PROVIDED MATERIAL:
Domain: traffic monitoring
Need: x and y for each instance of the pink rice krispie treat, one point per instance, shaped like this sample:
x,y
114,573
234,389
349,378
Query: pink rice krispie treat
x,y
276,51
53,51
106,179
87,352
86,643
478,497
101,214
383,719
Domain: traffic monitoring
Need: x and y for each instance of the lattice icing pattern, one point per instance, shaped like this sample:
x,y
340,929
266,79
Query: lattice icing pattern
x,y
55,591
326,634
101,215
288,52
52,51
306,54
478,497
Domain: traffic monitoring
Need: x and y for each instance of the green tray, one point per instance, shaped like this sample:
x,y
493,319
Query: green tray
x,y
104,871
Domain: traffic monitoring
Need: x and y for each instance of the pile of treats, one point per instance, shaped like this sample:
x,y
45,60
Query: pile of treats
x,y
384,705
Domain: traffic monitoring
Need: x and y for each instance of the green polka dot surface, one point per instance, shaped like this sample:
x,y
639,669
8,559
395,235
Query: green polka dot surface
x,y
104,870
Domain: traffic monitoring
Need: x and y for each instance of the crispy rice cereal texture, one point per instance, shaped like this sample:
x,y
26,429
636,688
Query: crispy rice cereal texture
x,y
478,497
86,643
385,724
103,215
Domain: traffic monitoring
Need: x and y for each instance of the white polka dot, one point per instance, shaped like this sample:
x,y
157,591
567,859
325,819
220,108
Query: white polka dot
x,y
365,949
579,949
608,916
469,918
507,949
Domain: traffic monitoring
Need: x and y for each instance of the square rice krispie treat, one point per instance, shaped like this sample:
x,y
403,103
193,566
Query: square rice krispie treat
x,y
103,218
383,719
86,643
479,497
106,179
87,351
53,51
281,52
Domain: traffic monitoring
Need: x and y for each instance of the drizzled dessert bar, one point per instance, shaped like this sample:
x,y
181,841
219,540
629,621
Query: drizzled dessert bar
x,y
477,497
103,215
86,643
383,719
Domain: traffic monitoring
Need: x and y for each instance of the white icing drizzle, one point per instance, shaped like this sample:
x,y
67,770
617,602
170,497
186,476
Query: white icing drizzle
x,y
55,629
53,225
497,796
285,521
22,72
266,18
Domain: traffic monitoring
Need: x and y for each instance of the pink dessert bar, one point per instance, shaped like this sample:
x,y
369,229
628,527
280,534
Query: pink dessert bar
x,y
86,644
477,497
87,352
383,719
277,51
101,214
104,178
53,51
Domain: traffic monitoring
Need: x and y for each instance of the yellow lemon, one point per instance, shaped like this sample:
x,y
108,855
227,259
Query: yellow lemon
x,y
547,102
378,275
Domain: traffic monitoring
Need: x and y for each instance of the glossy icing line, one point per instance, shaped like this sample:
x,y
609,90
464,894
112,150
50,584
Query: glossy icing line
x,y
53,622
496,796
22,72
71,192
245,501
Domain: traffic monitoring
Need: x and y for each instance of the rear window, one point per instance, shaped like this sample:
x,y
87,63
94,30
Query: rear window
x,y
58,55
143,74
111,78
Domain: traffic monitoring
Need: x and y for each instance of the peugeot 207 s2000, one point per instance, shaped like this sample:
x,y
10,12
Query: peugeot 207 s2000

INSTRUCTIONS FOR THE TASK:
The entire listing must be repeated without a single change.

OUTPUT FOR THIS TASK:
Domain: traffic monitoring
Need: x and y for each instance of the pink rice krispie treat, one point per instance, shaped like this sample:
x,y
114,573
234,389
349,378
Query: pink rice krispie treat
x,y
276,51
53,51
106,179
87,352
86,643
478,497
101,214
383,719
Domain: traffic monitoring
Need: x and y for each instance of the lattice icing pattern, one point per instance, shaped like this sample:
x,y
340,929
266,79
Query: lattice icing pattern
x,y
55,591
326,634
101,215
288,52
52,51
306,54
478,497
Domain: traffic monitoring
Need: x and y for each instance of the green tray, one point per instance, shaped like this sample:
x,y
493,319
Query: green tray
x,y
104,871
Domain: traffic monitoring
Need: x and y for each instance of the pile of treats, one point per instance, shaped like this sample:
x,y
45,60
Query: pile of treats
x,y
384,705
Domain: traffic monitoring
Need: x and y for each instance of the green polka dot surface, one point per instance, shaped like this sample:
x,y
639,669
8,559
395,235
Query: green polka dot surface
x,y
104,870
Domain: traffic monitoring
Need: x and y for each instance of the crispy rice cereal texture, one point per instance, shaped like this sample:
x,y
26,429
636,688
Query: crispy rice cereal texture
x,y
478,497
86,643
385,724
103,215
Domain: traffic monitoring
Need: x and y for each instance of the white polka dot, one point per instance, shaped like this sample:
x,y
157,591
567,859
325,819
220,108
Query: white polka dot
x,y
365,949
579,949
608,916
469,918
507,949
Domain: traffic monitoring
Need: x and y for each instance of the square rice krispie treat, one point per instance, shaped like this sample:
x,y
403,103
193,566
Query: square rice krispie treat
x,y
103,218
383,719
86,643
479,497
106,179
87,351
53,51
281,52
Domain: traffic monitoring
Need: x and y for each instance of the drizzled dessert bar, one point per instance, shaped like this sample:
x,y
181,841
219,540
629,621
Query: drizzled dessert bar
x,y
477,497
103,215
86,643
383,719
Domain: traffic monitoring
Need: x and y for each instance of the white icing drizzle, one point per instance, shaped like this sample:
x,y
67,770
617,602
170,497
186,476
Query: white icing drizzle
x,y
55,629
53,225
497,796
285,521
22,72
266,18
Domain: traffic monitoring
Need: x and y for each instance of the pink dessert bar, one point per instance, shaped like this sample:
x,y
369,229
628,527
280,534
Query: pink dessert bar
x,y
86,644
477,497
87,352
383,719
277,51
101,214
104,178
53,51
Domain: traffic monitoring
Need: x and y for each instance of the yellow lemon, one point per instance, shaped like this sample:
x,y
108,855
227,259
Query: yellow lemon
x,y
547,102
378,275
Domain: traffic monitoring
Need: x and y for each instance of the glossy icing line, one point per instance, shaped like this sample:
x,y
609,90
464,894
112,150
50,584
Query: glossy icing line
x,y
53,622
496,796
22,72
71,192
245,501
Domain: traffic monitoring
Need: x and y for each instance of the rear window, one point per instance, shaped like this sample:
x,y
87,63
94,30
Query: rear window
x,y
58,55
143,74
111,78
Domain: traffic monitoring
Need: x and y for each instance of the peugeot 207 s2000, one point per instance, shaped like this sample:
x,y
10,12
Query: peugeot 207 s2000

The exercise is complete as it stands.